**EXERCISE**
Scan the entries for the word "upper". Every line that has it should be copied.

**SOURCE RECORDS**
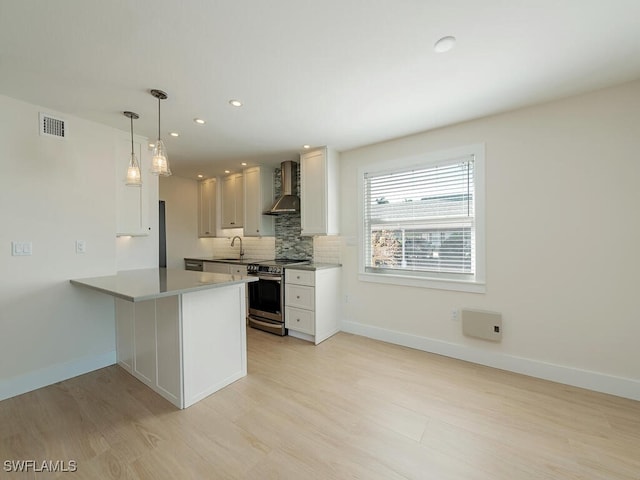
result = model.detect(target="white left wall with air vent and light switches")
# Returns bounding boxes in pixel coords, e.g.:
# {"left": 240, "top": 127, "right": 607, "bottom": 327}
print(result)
{"left": 0, "top": 96, "right": 157, "bottom": 399}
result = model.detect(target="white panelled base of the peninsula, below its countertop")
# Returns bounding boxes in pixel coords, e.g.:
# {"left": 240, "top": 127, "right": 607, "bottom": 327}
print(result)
{"left": 116, "top": 284, "right": 247, "bottom": 408}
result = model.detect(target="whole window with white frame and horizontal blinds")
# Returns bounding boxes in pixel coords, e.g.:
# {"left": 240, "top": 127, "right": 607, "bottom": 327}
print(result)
{"left": 360, "top": 145, "right": 484, "bottom": 291}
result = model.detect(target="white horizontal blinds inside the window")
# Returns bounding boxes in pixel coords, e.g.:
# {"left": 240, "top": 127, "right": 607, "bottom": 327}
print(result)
{"left": 364, "top": 155, "right": 475, "bottom": 278}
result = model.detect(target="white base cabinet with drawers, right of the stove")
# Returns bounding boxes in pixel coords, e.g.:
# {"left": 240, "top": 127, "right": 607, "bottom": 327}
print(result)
{"left": 284, "top": 267, "right": 340, "bottom": 345}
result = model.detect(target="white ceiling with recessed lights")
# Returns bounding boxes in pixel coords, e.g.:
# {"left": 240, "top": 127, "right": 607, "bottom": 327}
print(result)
{"left": 0, "top": 0, "right": 640, "bottom": 177}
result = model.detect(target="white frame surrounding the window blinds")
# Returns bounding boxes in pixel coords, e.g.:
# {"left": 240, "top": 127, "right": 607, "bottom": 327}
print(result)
{"left": 358, "top": 144, "right": 486, "bottom": 293}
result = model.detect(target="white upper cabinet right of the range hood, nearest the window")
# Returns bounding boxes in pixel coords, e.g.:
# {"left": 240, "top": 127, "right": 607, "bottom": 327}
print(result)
{"left": 300, "top": 147, "right": 340, "bottom": 236}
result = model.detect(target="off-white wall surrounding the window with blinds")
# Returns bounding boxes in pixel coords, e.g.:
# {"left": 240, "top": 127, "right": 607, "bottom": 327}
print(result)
{"left": 341, "top": 82, "right": 640, "bottom": 399}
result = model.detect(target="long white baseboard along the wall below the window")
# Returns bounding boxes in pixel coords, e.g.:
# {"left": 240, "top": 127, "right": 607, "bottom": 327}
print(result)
{"left": 341, "top": 320, "right": 640, "bottom": 400}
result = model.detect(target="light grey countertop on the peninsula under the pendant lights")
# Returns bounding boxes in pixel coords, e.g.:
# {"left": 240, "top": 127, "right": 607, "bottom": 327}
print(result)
{"left": 71, "top": 268, "right": 258, "bottom": 302}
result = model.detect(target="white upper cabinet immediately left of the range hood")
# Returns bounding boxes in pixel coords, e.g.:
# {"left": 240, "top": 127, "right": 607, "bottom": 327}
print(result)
{"left": 243, "top": 166, "right": 274, "bottom": 237}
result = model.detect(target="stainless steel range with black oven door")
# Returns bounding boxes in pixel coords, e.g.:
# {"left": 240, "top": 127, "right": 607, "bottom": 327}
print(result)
{"left": 247, "top": 259, "right": 309, "bottom": 336}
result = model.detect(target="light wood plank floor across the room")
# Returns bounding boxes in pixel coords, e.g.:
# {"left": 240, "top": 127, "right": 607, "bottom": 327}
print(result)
{"left": 0, "top": 329, "right": 640, "bottom": 480}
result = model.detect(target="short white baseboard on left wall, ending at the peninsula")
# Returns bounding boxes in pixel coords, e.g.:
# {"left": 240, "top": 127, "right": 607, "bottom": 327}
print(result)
{"left": 0, "top": 350, "right": 116, "bottom": 400}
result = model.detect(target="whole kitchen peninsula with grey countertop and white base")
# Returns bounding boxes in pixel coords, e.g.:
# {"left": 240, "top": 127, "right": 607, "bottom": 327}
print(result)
{"left": 71, "top": 268, "right": 257, "bottom": 408}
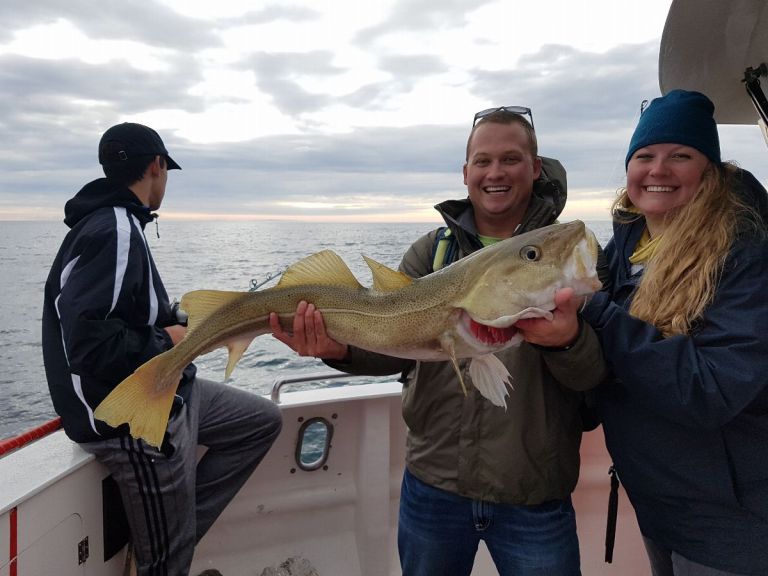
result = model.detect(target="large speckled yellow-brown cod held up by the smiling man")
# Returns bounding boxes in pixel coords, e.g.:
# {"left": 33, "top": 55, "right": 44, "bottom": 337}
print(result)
{"left": 95, "top": 220, "right": 600, "bottom": 446}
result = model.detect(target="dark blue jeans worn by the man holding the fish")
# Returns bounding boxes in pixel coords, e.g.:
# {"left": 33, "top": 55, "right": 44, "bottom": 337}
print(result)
{"left": 397, "top": 469, "right": 581, "bottom": 576}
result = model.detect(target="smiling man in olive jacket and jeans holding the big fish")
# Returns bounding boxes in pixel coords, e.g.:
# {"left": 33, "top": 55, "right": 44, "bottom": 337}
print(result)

**RESPONSE TO THIS TASK**
result = model.detect(target="white upper cabinet right of the range hood, nearest the window")
result = model.detect(target="white upper cabinet immediately left of the range hood")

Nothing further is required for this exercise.